• _Required tasks_:
a) In the case write-up about Mochi's tooth root abscess, which tooth is the most commonly broken one that can develop such an abscess?
b) From the case write-up about Mochi's tooth root abscess, copy everything from "What is the" down to "¾ inch long.".
c) Continue the write-up about Mochi's tooth root abscess from the point where it stops.

• _Selected extract_:
------------------------------------------------
Case: Mochi is a 7 year old Corgi mix that develop facial swelling below her right eye. She had previously had a root canal performed at her previous vet on her right carnassial tooth. As you can see on the second photo that the tooth is fractured, but no swelling or redness is noted around the tooth. She was diagnosed with a tooth root abscess with dental x-rays (see the red arrows on third photo). Her owner elected for tooth extraction and this tooth was removed during a dental cleaning. The facial swelling resolved after treatment.
FUN FACT: Mochi 6 month prior had a similar presentation, diagnosis, and treatment on the left carnassial tooth. It is not uncommon for a dog to cause trauma to teeth on both sides of their mouth resulting in multiple diseased teeth.
What is a tooth root abscess?
An abscess of a tooth root is a severe infection that develops around the root of the affected tooth.
What is the most common location?
Any tooth can fracture; however, the upper carnassial tooth (fourth premolar) is the most commonly broken tooth that can develop a tooth root abscess. This tooth has three roots that can be up to ½ - ¾ inch long.
What causes a tooth root abscess?
------------------------------------------------
• _Records_:
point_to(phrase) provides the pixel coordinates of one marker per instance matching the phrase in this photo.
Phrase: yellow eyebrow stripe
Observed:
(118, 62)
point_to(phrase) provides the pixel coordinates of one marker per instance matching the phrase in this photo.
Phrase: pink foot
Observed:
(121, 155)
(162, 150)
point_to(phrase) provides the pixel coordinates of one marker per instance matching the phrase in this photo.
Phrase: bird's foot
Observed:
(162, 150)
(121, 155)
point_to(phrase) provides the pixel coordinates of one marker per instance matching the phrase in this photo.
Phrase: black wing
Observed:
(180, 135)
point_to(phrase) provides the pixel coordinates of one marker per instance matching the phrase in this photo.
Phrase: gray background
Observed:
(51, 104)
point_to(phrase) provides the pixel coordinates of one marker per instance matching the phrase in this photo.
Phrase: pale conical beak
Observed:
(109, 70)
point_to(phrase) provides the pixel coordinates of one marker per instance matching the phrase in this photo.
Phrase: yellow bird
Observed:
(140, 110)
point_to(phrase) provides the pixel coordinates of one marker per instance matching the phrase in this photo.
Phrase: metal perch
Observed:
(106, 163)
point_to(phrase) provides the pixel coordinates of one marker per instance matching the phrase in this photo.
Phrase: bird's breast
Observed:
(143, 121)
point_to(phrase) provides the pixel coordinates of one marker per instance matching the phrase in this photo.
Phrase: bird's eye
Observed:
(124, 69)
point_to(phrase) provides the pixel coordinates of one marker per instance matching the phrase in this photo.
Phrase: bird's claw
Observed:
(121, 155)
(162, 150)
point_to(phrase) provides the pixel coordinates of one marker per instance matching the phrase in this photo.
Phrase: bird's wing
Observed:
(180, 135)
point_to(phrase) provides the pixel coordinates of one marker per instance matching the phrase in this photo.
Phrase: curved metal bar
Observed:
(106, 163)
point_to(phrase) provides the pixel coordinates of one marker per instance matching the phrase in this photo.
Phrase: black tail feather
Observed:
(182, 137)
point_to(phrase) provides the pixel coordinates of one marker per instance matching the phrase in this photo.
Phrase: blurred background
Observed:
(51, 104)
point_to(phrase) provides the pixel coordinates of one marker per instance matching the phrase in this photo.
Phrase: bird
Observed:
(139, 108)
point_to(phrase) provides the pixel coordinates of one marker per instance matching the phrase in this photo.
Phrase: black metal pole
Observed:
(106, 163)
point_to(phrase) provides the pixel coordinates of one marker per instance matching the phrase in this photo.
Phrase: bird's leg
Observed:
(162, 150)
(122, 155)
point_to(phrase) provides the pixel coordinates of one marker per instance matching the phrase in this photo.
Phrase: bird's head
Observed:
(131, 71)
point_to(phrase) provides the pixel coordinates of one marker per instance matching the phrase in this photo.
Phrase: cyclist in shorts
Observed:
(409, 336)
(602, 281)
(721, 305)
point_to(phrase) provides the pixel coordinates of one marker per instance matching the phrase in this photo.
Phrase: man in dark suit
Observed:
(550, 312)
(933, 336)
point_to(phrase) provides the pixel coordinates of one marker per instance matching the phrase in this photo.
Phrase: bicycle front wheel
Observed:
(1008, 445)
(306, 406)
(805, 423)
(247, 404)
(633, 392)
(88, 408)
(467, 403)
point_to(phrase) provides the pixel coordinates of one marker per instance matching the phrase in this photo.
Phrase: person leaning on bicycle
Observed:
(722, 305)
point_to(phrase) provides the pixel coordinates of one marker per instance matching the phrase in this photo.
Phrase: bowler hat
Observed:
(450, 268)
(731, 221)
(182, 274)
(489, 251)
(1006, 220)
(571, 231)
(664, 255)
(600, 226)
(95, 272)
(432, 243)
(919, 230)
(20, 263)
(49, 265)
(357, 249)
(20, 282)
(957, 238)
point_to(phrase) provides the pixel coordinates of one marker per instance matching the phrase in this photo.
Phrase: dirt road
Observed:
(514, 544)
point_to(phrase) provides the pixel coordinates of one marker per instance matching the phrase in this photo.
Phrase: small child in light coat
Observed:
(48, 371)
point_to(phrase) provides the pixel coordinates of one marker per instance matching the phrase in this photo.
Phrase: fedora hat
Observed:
------------------------------------------------
• _Task responses_:
a) The upper carnassial tooth, also called the fourth premolar.

b)
What is the most common location?
Any tooth can fracture; however, the upper carnassial tooth (fourth premolar) is the most commonly broken tooth that can develop a tooth root abscess. This tooth has three roots that can be up to ½ - ¾ inch long.

c)
A tooth root abscess is usually caused by a broken or traumatized tooth leading to an exposed root canal, or pulp. Bacteria enter the root canal leading to a severely painful infection. The most common causes of injury to a healthy tooth include a dog chewing on bone, antler, ice cubes, cow hoof, nylon bones, hard plastic toys, or sticks.
What is a slab fracture?
A slab fracture develops when a dog bites down with the carnassial teeth on a hard object at just the right angle. This pressure can lead to fracturing of a small flake or a slab of the outside of this tooth. This can occur on either side of the mouth. If a large enough piece is broken off, the sensitive dentin and often the nerve and pulp can be exposed. This can be painful and can set your pet up for a tooth root abscess in the near future if not corrected as soon as possible.
What are the signs of a tooth root abscess?
Dogs do not show pain like humans do. Many dogs will continue to eat even if their tooth is severely painful but may chew on the opposite side of the mouth, drop food when chewing, have excessive drooling, be reluctant to chew on toys, or be more sensitive when their mouth or face is touched. Some dogs may develop bad breath or even paw or rub at the affected side of their face. Since the roots of the upper fourth premolar lie just below the eye, this area can become swollen, painful, and even burst open as the infection spreads to surrounding tissues. This is commonly mistaken as an eye infection or a puncture wound. Redness or swelling may be noticed at the gumline of the affected tooth.
Your veterinarian may be able to make the diagnosis with a thorough oral examination or may need dental x-rays to confirm the diagnosis. X-rays will also determine whether the abscess has spread to surrounding teeth.
What is are the treatment options?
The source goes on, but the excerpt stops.